TRECHO SELECIONADO ▸
****************
Texto do professor Moacir Aragão, acerca da Fonte das Cabeças, localizada na cidade de Governador Mangabeira – Bahia.
A natureza pode ser inexplicável, de
repente não sei ao certo, se ela surgiu ou se alguém disse tê-la descoberto, o
fato é que dentro de um Universo Natural encontra-se uma paragem que no seu
cerne jorra um líquido da cor de sal e que serve para temporariamente acabar
com a sensação causada pela necessidade de expurgação da secura na garganta.
Abençoado Distrito cognominado –
Cabeças – que recebe da mãe natureza esta jóia rara; para alguns não é tão
preciosa e para outros é a essência da própria vida. Batizaram-na de Fonte das
Cabeças. Certamente os historiadores dirão que fora uma homenagem ao próprio
Distrito, ou que foi o contrário, ou ainda, que há uma história de viajantes
que perderam suas cabeças nas proximidades desta área, e desde então, assim
ficara conhecida.
Lembro-me quando criança, por volta
da década de 60, que minha mãe lavava
nossas roupas, ganhava um dinheirinho executando o mesmo trabalho para
terceiros e esta prática não era exclusividade dela, ela se estendia a muitos
dos moradores desta região, além dos
visitantes vindos dos mais longínquos municípios, e como eram deliciosas suas
águas tanto na hora do banho, quanto para aliviar nossas sedes.
Contudo, quanta ironia! Uma geração
que tanto se valeu daquele patrimônio e que hoje pode fazê-lo tornar-se mais
rico, em função dos seus poderes, dos seus diversos outros compromissos, faz
exatamente o contrário, fecha os olhos, finge não vê-la, prioriza tudo ao redor
da sua vida, exceto a essência da própria vida.
****************
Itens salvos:
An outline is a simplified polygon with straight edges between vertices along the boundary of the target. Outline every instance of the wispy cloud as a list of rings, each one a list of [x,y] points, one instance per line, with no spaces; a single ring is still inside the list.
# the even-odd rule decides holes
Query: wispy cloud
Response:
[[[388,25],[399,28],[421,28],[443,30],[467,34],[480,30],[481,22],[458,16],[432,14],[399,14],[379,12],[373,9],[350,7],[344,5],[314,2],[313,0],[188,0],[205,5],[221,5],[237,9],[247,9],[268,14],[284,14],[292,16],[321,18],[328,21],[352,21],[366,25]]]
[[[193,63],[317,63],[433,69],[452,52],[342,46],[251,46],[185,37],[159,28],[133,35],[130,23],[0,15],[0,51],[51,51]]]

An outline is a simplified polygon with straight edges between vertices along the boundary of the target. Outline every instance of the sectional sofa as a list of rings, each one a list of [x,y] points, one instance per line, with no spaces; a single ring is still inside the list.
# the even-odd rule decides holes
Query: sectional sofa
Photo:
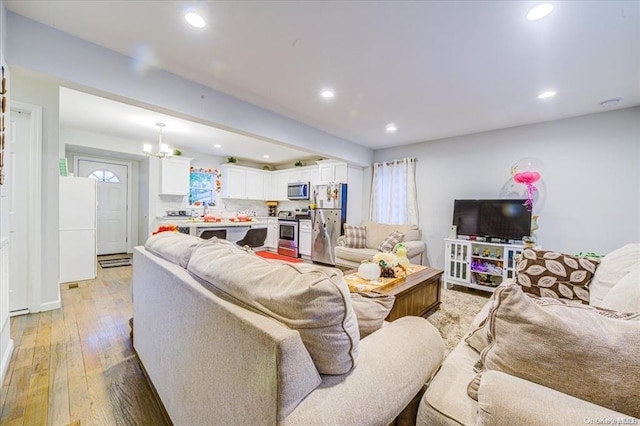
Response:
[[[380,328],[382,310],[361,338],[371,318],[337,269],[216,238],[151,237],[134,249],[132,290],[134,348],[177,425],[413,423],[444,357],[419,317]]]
****************
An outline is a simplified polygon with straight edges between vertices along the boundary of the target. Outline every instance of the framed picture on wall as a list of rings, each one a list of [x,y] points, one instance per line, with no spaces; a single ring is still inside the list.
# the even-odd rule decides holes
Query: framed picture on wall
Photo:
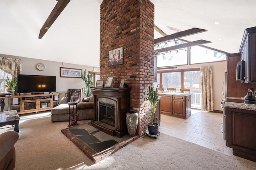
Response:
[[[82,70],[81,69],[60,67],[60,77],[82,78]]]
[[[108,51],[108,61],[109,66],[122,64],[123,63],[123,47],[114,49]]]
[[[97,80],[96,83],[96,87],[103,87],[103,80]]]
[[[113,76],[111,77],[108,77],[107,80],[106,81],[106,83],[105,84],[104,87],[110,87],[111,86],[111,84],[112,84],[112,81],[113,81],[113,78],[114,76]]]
****************
TAREFA ▸ Transcreva, sem nenhuma alteração, a parte do texto sobre a Fonte das Cabeças que começa com "Abençoado Distrito cognominado" e termina com "ficara conhecida.".

RESPOSTA ▸
Abençoado Distrito cognominado –
Cabeças – que recebe da mãe natureza esta jóia rara; para alguns não é tão
preciosa e para outros é a essência da própria vida. Batizaram-na de Fonte das
Cabeças. Certamente os historiadores dirão que fora uma homenagem ao próprio
Distrito, ou que foi o contrário, ou ainda, que há uma história de viajantes
que perderam suas cabeças nas proximidades desta área, e desde então, assim
ficara conhecida.